Records contained in a dataset
• • • •
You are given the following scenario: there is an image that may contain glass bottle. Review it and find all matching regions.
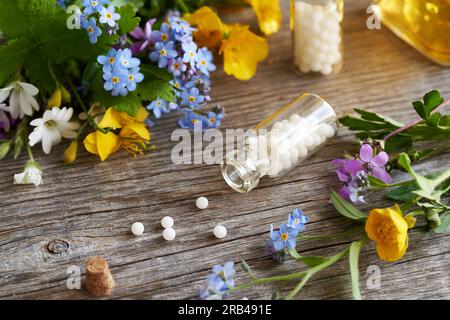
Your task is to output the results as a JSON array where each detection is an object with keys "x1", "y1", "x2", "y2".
[
  {"x1": 290, "y1": 0, "x2": 344, "y2": 75},
  {"x1": 221, "y1": 93, "x2": 338, "y2": 193},
  {"x1": 373, "y1": 0, "x2": 450, "y2": 66}
]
• • • •
Print the data above exactly, minus pictures.

* [RESPONSE TO THIS TASK]:
You are given the following scenario: there is an image that may contain glass bottle. Review it and find all matching regions.
Your task is to output the results as a JSON array where each detection is an object with keys "x1", "y1", "x2", "y2".
[
  {"x1": 290, "y1": 0, "x2": 344, "y2": 75},
  {"x1": 221, "y1": 93, "x2": 338, "y2": 193},
  {"x1": 373, "y1": 0, "x2": 450, "y2": 66}
]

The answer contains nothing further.